**Problem to solve:** Pictures aside, write out the data exactly as it reads.

**Available data:**
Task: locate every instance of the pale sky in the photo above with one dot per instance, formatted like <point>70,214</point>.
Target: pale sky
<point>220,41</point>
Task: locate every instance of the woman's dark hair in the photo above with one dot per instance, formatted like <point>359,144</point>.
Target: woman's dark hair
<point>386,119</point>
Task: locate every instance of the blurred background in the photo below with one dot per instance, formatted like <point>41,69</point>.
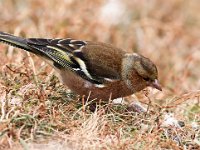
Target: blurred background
<point>167,32</point>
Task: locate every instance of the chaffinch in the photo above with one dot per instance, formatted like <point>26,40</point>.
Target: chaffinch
<point>99,70</point>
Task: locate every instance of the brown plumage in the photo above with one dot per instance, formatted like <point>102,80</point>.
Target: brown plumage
<point>94,68</point>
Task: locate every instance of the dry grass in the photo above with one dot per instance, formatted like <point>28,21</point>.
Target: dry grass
<point>37,112</point>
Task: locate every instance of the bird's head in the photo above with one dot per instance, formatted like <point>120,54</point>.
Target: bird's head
<point>145,68</point>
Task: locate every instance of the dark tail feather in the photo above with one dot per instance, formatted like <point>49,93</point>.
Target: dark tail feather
<point>14,41</point>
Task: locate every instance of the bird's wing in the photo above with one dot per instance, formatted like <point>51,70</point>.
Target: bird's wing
<point>75,55</point>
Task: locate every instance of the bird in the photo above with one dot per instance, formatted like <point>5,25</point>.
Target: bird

**Answer box:**
Task: locate every instance of the pale sky in the photo above with one dot per instance, formatted like <point>70,214</point>.
Target: pale sky
<point>220,41</point>
Task: locate every instance of the woman's dark hair in the photo above with one dot per instance, formatted like <point>359,144</point>.
Target: woman's dark hair
<point>386,119</point>
Task: locate every instance of the blurred background in the photo below with one dot per instance, formatted like <point>41,69</point>.
Target: blurred background
<point>167,32</point>
Task: locate every instance of the chaffinch in the photo above with one dot per instance, formatted like <point>26,40</point>.
Target: chaffinch
<point>99,70</point>
Task: locate every instance of the brown plumage in the photo above with one dot per instance, formatted like <point>102,80</point>.
Target: brown plumage
<point>94,68</point>
Task: locate every instance of the dry grass in the photo above with one dot per instance, formatted like <point>28,21</point>.
Target: dry grass
<point>37,112</point>
Task: locate every instance of the bird's head in the photo above with one dot per instance, formatted like <point>120,54</point>.
Target: bird's head
<point>145,68</point>
Task: locate every instance of the dark tail feather in the photo above with one dot per instance, formatted like <point>49,93</point>.
Target: dark tail feather
<point>14,41</point>
Task: locate every instance of the bird's wing in the photo above with one dot per instance, formatted like <point>51,70</point>.
Target: bird's wing
<point>75,55</point>
Task: locate every instance of the bird in the photo above with one dot per instance, formatted like <point>5,25</point>.
Target: bird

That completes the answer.